Imprimir Republish


Mortal drama

A new strain of bacteria, resistance and medication, poverty and interaction with Aids worsen the tuberculosis picture


Last month two studies were released worldwide showing the dramatic situation of one of mankind’s most feared diseases – tuberculosis (or TB). One of them describes the new strain of the main species of TB-causing bacteria, the Mycobacterium tuberculosis bacillus, which presents a loss of genome 1.5 times greater than the biggest loss ever found in any other of the six species of TB Mycobacterium. Still, it has survived, strengthened its capacity to elude the body’s defense cells and become responsible for one out of every three cases of TB identified in Rio de Janeiro. Infection by this strain, called RD-Rio because it was discovered there, is linked to greater weight loss, more blood in the sputum and more lung perforations. The other work, with laboratories from nine countries, shows that this strain predominates over hundreds of others in the United States, Central America and Africa. This month a third article should be published showing that this same variety causes one third of the TB also identified in the city of Belo Horizonte.

“Our hypothesis is that this strain may go undetected and spread more easily because it has lost part of the genes that cause the production of the proteins that would denounce it to the host organism, but apparently it isn’t more resistant to treatment with antibiotics than the others,” says Luiz Cláudio Lazzarini de Oliveira, a professor from the Federal University of Rio de Janeiro (UFRJ), who returned to Brazil last month after three years at Cornell University in the United States. The studies he was involved in show not only one of the mechanisms whereby the TB bacteria survives and gains strength, but also one’s inability to deal with a disease that, when it does not kill, turns life into a stream of anguish and pain governed by the shadow of death, as Manuel Bandeira, a poet from Pernambuco, portrayed in the letters and poems that illustrate this report. Mycobacterium tuberculosis attacks the lungs of 9 million people every year worldwide, killing one person every 15 seconds.

TB, which was fought up to ten years ago with publicity campaigns and compulsory examinations to enter school or any employment, got out of control because of the AIDS epidemic, which makes the body more sensitive to opportunistic micro-organisms of the M. tuberculosis varieties that resist one or more medications, and because of the lack of drugs more effective than the current ones. “We haven’t had any new drug against TB in the last 45 years,” laments Marcus Vinícius Nora de Souza, a researcher from the Drug Technology Institute (Far-Manguinhos) in Rio de Janeiro.

Once again regarded as one of the worst threats to humankind, as it was in the late 19th century, TB is advancing in the wake of the lack of combined action among research centers, companies and public authorities. Afrânio Kritski from UFRJ coordinated an analysis of scientific publications on TB in Brazil from 1986 to 2006 and found there is a gulf between basic research and applied research (making the search for new medication difficult) and scant participation of companies, besides the mainly bureaucratic difficulty of carrying out the clinical trials that might lead to new treatment. According to Kritski, this work, published at the end of last year in a special edition on TB of Revista de Saúde Pública (the Public Health Journal), “signals where we are going as a nation.” “We have a lot of papers and little that is applicable,” he says. The Brazilian Network for Research and Fighting Tuberculosis (Rede TB) sprang up five years ago with the aim of bringing teams from various areas together, avoiding fragmented views, to stop a disease that spreads through the air; however results to date have been essentially academic. “To control TB we must work together.”

### Task set
(a) Reproduce the passage of the tuberculosis article word for word, from "TB, which was" up to and including "(Far-Manguinhos) in Rio de Janeiro.".
(b) Extend the tuberculosis article, picking up right after its final sentence.

### Data for analysis
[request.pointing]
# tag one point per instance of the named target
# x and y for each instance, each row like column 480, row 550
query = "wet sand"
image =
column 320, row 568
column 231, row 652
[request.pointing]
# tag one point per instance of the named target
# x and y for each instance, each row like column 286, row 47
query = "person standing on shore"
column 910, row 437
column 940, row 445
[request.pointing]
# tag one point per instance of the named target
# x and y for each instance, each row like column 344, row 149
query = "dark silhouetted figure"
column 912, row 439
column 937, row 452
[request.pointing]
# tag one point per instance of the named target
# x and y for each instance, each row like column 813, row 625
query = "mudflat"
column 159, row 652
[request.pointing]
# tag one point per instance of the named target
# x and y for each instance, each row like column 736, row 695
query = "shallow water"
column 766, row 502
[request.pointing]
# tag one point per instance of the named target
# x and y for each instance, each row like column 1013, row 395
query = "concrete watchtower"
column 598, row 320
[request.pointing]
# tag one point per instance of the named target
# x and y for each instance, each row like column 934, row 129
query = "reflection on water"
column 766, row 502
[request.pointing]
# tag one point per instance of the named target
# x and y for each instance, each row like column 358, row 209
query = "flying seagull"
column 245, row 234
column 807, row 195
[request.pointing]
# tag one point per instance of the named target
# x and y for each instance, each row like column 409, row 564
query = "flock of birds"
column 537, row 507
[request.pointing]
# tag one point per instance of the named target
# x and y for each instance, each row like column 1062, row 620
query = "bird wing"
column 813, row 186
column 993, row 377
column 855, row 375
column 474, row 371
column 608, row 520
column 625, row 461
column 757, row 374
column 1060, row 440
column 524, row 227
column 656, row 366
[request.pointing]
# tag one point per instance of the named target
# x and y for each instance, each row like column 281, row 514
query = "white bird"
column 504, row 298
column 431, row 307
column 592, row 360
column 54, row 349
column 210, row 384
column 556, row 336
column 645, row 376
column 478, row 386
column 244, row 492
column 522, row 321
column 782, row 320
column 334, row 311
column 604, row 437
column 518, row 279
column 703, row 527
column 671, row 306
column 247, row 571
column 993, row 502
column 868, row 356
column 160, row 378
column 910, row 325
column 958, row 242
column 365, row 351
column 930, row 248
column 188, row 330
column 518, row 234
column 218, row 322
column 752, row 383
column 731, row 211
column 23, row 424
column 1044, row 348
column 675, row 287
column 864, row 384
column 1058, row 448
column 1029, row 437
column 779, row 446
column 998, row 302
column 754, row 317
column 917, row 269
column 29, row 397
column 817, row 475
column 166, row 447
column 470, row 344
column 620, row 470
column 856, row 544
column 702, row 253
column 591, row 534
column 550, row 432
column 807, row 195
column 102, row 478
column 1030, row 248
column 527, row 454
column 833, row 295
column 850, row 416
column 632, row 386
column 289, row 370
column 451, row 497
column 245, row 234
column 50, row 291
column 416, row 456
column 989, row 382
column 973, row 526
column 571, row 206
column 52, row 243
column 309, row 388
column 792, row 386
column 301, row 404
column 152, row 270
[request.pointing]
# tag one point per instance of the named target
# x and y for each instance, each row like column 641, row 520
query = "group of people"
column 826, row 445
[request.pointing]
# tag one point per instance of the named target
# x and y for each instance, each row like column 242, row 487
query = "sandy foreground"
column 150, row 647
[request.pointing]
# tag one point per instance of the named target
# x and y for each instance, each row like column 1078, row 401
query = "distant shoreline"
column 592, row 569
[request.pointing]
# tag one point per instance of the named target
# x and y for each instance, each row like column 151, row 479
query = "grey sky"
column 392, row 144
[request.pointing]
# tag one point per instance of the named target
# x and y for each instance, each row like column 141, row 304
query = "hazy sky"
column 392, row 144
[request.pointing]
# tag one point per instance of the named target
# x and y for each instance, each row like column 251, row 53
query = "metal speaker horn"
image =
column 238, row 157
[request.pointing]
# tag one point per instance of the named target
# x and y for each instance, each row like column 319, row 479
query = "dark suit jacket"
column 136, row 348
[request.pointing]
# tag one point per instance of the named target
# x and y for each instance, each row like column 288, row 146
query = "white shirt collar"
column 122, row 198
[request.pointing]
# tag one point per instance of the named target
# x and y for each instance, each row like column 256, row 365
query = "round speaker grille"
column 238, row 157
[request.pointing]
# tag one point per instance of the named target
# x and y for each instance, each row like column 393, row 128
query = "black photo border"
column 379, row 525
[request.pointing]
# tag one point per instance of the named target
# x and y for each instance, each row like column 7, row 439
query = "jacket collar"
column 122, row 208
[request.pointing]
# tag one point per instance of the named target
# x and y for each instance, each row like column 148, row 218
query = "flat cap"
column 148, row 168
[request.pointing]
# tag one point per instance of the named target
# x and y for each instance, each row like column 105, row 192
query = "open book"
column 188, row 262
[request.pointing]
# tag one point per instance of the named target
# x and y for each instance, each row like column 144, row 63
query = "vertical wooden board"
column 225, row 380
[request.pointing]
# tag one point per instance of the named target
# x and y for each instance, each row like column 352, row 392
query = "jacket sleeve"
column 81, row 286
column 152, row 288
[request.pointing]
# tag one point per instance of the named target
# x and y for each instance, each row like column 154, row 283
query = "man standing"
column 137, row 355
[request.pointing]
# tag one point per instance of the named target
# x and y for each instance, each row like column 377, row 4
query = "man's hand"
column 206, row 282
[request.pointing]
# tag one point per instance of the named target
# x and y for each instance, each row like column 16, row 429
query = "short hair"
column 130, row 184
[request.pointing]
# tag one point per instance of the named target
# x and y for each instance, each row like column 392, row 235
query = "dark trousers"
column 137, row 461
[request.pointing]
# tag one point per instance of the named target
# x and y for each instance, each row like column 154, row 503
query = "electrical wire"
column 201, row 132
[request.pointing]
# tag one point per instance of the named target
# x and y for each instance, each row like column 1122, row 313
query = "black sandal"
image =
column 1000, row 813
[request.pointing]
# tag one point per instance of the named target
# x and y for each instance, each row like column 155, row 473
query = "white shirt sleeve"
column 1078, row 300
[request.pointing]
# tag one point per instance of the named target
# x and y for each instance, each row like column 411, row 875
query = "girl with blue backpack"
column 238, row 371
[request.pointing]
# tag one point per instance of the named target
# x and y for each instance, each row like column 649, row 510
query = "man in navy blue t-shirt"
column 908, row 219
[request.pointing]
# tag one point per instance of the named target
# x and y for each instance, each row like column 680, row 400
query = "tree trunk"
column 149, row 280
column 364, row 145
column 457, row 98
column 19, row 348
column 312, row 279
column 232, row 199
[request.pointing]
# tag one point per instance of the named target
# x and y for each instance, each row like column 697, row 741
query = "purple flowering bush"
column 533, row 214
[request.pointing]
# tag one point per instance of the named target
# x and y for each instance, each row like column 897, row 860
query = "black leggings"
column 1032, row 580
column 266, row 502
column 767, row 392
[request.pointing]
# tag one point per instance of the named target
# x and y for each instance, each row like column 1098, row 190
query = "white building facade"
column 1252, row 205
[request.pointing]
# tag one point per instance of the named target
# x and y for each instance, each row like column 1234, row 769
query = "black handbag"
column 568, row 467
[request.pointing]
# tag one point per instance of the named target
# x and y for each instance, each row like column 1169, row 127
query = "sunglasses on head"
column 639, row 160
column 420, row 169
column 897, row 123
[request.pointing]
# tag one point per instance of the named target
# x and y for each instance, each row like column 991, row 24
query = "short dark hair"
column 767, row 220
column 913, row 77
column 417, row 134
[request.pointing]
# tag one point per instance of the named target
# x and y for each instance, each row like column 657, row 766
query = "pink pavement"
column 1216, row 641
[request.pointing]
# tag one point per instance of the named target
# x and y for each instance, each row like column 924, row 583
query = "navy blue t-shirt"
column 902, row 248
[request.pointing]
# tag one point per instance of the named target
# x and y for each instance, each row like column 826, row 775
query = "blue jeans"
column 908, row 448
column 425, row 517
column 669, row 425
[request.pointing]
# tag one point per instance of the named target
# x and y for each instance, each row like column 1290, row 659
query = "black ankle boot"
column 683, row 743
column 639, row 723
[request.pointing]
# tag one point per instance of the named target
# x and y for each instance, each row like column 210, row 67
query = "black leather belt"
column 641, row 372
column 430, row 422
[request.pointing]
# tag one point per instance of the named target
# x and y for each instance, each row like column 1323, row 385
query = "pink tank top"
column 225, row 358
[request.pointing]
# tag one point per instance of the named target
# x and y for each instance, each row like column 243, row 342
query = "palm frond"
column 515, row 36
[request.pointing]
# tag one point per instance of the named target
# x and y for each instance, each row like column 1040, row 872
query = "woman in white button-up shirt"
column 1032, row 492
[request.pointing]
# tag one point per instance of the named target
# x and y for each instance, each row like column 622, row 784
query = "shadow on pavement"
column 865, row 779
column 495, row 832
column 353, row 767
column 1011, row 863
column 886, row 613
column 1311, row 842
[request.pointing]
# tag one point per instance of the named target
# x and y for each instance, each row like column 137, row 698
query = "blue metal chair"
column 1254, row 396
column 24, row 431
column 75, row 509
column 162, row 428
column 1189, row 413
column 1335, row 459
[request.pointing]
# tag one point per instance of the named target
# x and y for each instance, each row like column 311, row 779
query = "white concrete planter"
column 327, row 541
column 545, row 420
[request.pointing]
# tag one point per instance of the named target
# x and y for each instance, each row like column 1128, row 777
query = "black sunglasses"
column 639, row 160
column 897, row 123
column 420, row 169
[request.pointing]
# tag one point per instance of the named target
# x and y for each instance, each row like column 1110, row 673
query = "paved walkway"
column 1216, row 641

### Written answers
(a)
TB, which was fought up to ten years ago with publicity campaigns and compulsory examinations to enter school or any employment, got out of control because of the AIDS epidemic, which makes the body more sensitive to opportunistic micro-organisms of the M. tuberculosis varieties that resist one or more medications, and because of the lack of drugs more effective than the current ones. “We haven’t had any new drug against TB in the last 45 years,” laments Marcus Vinícius Nora de Souza, a researcher from the Drug Technology Institute (Far-Manguinhos) in Rio de Janeiro.

(b)
Opportunistic infection
In one of the centers at the Sao Paulo State Department of Health that deals with patients with sexually transmitted diseases, Leda Fátima Jamal struggles to increase the speed with which TB is diagnosed among those who are especially susceptible: carriers of the HIV virus that causes Aids. In another article in the journal Revista de Saúde Pública, Leda and Fábio Moherdaui, from the National TB Program, say that the interaction between the two diseases is jeopardizing the government’s TB detection and treatment targets. “When the defense system of the body of a person with Aids is very weakened,” observes Leda, “TB may not manifest itself in an obvious way.” Examining the sputum can easily lead to negative results and create a doubt that can only be solved with another type of test, a bacterial culture, whose results take a month. To complicate matters further, one of the most used antibiotics, rifampicine, may reduce the action of the anti-retroviral drugs of the Aids treatment.
Two innovations by a team from the Infectious Diseases Center (NDI) of the Federal University of Espírito Santo (Ufes) may help in the struggle to detect TB earlier. The first is a double filtration method for sputum that raises the sensitivity of the fastest and cheapest method for detecting TB from 70% to 90%. The second is an adaptation of the low cost Ogawa culture method for use on a greater scale in the diagnosis of TB. “The five city administrations of the Vitória Metropolitan Region adopted the sputum culture for all patients suspected of having the disease as standard procedure,” says Reynaldo Dietze, NDI coordinator. “The percentage of cases detected rose by 25%.”

Governments, companies and international foundations spent US$ 413 million in 2006 in the search for new TB diagnoses, medication or vaccines, but there is still nothing on the horizon. One of the difficulties, explains Dietze, who is part of an international clinical research network, is that people with TB who take part in the trials must be monitored for two years after the six-month treatment to check whether the disease will re-appear. In Brazil there are also molecules with an action against M. tuberculosis, such as the IQG 607 compound from a laboratory in the Catholic Pontifical University in Rio Grande do Sul (PUC-RGS) that is linked to the Rede TB, but for many reasons its development is progressing slowly. In an article published in Médicine Tropicale, Pascal Millet, from the University of Bordeaux 2, considers the sluggishness of public institutions, governments and companies in developing and testing new drugs that might halt the global expansion of the world’s neglected diseases as “hypocrisy, indifference or lack of coordination.”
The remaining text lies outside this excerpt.